-- YOUR GOAL --
Lay out the lines of the items as a Markdown table with the columns Row and Line, starting with the first line and going on through the line containing "477 75 L 504". Number the rows in order and leave out blank lines.

===== GIVEN DATA =====

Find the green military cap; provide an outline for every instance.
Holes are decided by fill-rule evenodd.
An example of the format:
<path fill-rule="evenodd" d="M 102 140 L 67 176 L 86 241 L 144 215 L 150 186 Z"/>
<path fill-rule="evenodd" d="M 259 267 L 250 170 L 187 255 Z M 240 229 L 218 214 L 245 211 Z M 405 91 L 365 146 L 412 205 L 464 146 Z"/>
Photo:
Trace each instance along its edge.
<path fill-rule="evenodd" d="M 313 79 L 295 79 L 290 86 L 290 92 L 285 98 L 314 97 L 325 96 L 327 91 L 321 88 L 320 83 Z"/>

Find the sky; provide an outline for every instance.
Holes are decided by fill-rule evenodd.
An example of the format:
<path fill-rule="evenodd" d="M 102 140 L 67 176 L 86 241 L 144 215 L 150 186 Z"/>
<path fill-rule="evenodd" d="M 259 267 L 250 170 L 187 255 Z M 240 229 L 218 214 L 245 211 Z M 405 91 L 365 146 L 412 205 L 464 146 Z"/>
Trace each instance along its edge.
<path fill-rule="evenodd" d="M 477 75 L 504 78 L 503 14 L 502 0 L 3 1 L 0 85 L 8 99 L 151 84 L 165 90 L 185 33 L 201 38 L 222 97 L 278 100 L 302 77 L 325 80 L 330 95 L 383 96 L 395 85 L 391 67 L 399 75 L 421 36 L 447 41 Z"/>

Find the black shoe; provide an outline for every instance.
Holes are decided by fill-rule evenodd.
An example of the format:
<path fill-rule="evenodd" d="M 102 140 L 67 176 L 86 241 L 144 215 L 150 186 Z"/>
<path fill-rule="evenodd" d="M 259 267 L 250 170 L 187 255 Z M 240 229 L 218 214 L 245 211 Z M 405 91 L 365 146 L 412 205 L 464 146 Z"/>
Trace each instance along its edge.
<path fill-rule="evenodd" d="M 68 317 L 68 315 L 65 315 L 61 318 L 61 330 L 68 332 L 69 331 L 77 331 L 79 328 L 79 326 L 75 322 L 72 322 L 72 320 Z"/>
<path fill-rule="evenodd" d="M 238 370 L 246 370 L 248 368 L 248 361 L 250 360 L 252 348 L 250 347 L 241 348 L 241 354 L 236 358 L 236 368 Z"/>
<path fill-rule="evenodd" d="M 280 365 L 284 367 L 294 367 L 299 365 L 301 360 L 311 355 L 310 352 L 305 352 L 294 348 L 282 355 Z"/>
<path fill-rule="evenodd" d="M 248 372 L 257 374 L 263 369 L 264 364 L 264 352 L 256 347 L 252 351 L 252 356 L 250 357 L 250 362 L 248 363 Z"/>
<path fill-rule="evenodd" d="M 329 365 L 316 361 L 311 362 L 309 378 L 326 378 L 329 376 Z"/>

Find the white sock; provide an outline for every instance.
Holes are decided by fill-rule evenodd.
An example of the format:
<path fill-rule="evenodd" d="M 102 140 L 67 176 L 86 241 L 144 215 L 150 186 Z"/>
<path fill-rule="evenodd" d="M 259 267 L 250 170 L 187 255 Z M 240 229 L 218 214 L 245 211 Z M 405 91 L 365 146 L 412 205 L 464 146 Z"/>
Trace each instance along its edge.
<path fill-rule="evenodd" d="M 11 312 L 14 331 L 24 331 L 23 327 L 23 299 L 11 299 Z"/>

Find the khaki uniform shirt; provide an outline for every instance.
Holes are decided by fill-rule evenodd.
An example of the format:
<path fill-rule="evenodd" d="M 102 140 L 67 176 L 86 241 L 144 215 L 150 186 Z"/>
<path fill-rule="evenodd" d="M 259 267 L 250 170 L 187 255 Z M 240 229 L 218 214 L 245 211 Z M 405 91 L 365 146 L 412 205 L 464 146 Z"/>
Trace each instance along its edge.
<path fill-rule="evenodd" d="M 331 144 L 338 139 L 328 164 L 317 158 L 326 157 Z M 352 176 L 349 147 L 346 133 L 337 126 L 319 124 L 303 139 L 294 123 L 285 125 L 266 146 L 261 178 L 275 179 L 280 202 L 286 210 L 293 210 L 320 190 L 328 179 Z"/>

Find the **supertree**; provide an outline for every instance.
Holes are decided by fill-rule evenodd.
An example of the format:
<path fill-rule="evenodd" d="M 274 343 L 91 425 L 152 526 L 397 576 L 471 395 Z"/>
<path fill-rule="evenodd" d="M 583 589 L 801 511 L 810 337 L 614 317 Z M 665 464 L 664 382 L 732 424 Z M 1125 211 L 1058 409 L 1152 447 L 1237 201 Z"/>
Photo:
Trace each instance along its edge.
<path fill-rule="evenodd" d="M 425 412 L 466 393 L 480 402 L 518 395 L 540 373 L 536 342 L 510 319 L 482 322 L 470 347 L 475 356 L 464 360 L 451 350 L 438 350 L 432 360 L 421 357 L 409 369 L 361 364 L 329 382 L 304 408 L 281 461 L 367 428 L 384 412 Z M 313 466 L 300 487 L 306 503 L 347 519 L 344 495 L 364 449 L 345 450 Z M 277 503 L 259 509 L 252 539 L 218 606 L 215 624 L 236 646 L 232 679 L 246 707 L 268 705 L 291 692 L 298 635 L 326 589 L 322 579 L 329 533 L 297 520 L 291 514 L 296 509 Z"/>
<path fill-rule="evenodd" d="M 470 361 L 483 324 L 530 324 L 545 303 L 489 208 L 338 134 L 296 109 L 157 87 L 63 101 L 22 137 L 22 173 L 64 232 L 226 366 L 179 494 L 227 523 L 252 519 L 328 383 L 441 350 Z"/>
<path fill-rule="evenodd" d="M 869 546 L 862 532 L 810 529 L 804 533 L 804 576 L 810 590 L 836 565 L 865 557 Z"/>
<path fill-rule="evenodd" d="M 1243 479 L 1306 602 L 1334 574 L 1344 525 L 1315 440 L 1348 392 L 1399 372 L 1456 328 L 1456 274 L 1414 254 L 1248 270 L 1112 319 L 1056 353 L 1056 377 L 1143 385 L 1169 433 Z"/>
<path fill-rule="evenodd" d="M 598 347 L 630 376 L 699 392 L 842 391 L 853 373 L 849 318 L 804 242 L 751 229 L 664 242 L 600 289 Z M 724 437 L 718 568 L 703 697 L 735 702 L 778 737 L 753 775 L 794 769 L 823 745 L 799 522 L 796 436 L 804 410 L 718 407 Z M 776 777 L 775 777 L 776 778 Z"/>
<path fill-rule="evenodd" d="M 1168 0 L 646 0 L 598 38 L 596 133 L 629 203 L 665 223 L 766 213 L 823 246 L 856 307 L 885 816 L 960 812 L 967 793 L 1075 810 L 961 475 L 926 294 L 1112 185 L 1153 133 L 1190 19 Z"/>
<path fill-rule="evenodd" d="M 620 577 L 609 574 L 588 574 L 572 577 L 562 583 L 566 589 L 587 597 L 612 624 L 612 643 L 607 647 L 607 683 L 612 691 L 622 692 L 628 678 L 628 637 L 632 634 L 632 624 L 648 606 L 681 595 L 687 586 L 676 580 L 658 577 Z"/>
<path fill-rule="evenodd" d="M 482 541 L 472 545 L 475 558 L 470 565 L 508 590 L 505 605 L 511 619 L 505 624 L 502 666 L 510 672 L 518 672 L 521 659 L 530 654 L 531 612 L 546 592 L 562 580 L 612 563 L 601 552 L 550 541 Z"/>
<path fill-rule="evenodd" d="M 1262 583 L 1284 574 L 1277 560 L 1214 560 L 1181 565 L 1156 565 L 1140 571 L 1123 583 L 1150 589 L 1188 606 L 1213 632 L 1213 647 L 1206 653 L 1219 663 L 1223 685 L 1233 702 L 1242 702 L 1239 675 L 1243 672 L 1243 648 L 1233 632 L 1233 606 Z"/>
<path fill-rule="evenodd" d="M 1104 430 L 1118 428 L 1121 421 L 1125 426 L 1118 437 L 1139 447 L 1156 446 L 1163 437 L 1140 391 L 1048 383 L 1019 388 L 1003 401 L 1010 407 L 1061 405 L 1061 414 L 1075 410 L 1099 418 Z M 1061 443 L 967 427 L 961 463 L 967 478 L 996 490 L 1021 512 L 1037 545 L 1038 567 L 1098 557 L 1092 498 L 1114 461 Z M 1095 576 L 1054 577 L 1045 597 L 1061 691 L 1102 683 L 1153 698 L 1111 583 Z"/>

=====

-- FULL SOLUTION --
| Row | Line |
|---|---|
| 1 | Find the green military cap; provide an outline for every instance. |
| 2 | Holes are decided by fill-rule evenodd. |
| 3 | An example of the format: |
| 4 | <path fill-rule="evenodd" d="M 102 140 L 67 176 L 86 241 L 144 215 L 150 186 Z"/> |
| 5 | <path fill-rule="evenodd" d="M 259 267 L 250 170 L 187 255 Z M 240 229 L 218 214 L 245 211 Z M 405 91 L 365 146 L 412 205 L 464 146 Z"/> |
| 6 | Photo: |
| 7 | Trace each instance along its edge. |
| 8 | <path fill-rule="evenodd" d="M 313 79 L 295 79 L 290 86 L 290 92 L 285 98 L 314 97 L 325 96 L 327 91 L 321 88 L 320 83 Z"/> |
| 9 | Find the sky; provide an outline for every instance. |
| 10 | Holes are decided by fill-rule evenodd. |
| 11 | An example of the format: |
| 12 | <path fill-rule="evenodd" d="M 102 140 L 67 176 L 86 241 L 144 215 L 150 186 Z"/> |
| 13 | <path fill-rule="evenodd" d="M 259 267 L 250 170 L 187 255 Z M 240 229 L 218 214 L 245 211 Z M 405 91 L 365 146 L 412 205 L 464 146 Z"/> |
| 14 | Trace each instance along its edge. |
| 15 | <path fill-rule="evenodd" d="M 477 75 L 504 78 L 503 14 L 502 0 L 3 1 L 0 85 L 8 99 L 151 84 L 165 90 L 185 33 L 201 38 L 222 97 L 278 100 L 302 77 L 325 80 L 330 95 L 383 96 L 395 85 L 391 67 L 399 75 L 421 36 L 447 41 Z"/> |